**Activity**
Please find every line below that includes "Draw" and report how many there are. Nothing else is needed.

⟨

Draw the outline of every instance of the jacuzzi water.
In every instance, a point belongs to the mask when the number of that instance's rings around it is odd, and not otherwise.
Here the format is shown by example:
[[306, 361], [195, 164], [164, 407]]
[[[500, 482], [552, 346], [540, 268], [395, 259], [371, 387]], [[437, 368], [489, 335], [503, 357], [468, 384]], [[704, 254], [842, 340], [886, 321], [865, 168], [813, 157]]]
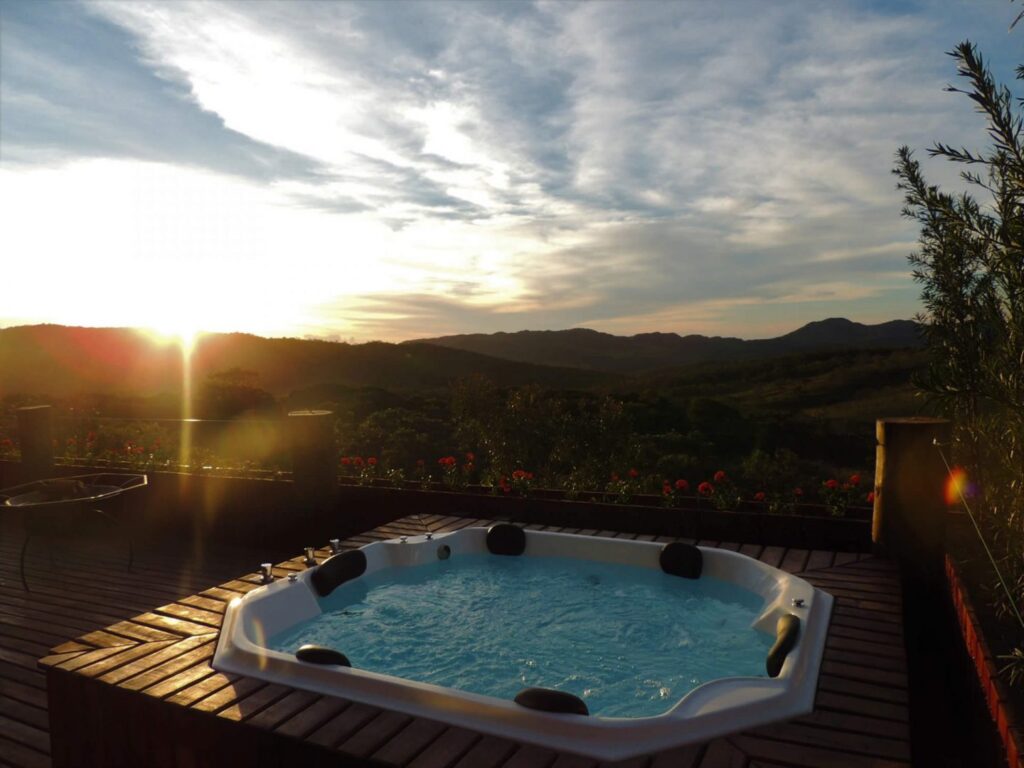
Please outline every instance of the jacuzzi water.
[[506, 700], [556, 688], [604, 717], [661, 714], [717, 678], [763, 678], [774, 641], [751, 628], [764, 608], [753, 592], [560, 557], [385, 568], [320, 603], [268, 646], [328, 646], [358, 669]]

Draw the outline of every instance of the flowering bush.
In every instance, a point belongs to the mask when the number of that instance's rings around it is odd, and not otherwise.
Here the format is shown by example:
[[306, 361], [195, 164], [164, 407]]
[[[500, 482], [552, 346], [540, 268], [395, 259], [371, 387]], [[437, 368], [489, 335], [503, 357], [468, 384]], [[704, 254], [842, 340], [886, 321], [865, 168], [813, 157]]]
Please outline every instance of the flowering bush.
[[640, 472], [635, 467], [630, 467], [625, 477], [620, 477], [618, 472], [612, 472], [604, 490], [612, 497], [613, 504], [629, 504], [642, 490]]
[[718, 470], [711, 479], [713, 482], [705, 480], [697, 486], [697, 492], [710, 499], [715, 509], [735, 509], [741, 499], [725, 470]]
[[0, 438], [0, 456], [5, 459], [13, 459], [18, 456], [18, 446], [9, 437]]
[[472, 452], [466, 453], [462, 464], [459, 464], [459, 460], [454, 456], [442, 456], [437, 460], [438, 466], [441, 467], [441, 482], [452, 490], [465, 488], [476, 469], [475, 460], [476, 456]]
[[665, 500], [665, 506], [667, 507], [679, 507], [682, 506], [683, 500], [690, 493], [690, 483], [684, 478], [679, 478], [674, 483], [670, 483], [668, 480], [662, 482], [661, 495]]
[[533, 472], [517, 469], [512, 472], [512, 490], [520, 496], [529, 496], [533, 488]]
[[[859, 496], [860, 475], [850, 475], [845, 482], [840, 482], [834, 477], [822, 483], [822, 498], [829, 514], [833, 517], [843, 517], [846, 510]], [[872, 500], [874, 497], [872, 496]]]

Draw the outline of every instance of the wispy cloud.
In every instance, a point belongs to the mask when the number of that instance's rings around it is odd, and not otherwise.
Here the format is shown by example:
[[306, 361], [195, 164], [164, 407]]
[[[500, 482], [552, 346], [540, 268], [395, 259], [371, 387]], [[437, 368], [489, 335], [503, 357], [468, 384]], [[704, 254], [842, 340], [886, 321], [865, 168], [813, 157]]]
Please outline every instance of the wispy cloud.
[[[261, 296], [281, 290], [274, 266], [315, 276], [282, 300], [281, 333], [763, 335], [814, 312], [909, 316], [914, 231], [892, 154], [980, 135], [942, 91], [942, 52], [971, 34], [1005, 59], [1007, 14], [995, 0], [5, 3], [3, 191], [28, 220], [75, 204], [23, 194], [44, 178], [149, 190], [130, 222], [95, 210], [79, 248], [158, 270], [144, 253], [180, 258], [162, 233], [216, 230], [217, 248], [175, 240], [225, 276], [260, 264]], [[217, 229], [219, 207], [233, 227]], [[0, 247], [33, 256], [23, 270], [68, 258], [18, 232]], [[32, 319], [58, 316], [32, 299]], [[266, 331], [226, 314], [205, 322]]]

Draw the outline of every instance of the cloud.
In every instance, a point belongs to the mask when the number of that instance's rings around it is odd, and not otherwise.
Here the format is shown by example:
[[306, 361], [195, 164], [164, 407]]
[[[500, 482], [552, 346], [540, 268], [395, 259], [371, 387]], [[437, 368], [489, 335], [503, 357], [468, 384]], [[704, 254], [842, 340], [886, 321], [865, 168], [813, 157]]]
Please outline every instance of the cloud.
[[226, 129], [138, 61], [133, 37], [73, 3], [3, 8], [2, 159], [161, 160], [254, 180], [314, 178], [319, 163]]
[[[908, 316], [893, 153], [977, 143], [943, 51], [969, 33], [1007, 60], [1008, 20], [939, 0], [8, 3], [0, 151], [15, 191], [82, 158], [258, 189], [239, 199], [275, 211], [280, 258], [336, 254], [282, 332]], [[176, 195], [142, 218], [187, 226]], [[344, 279], [353, 261], [374, 279]]]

⟩

**Solution below**
4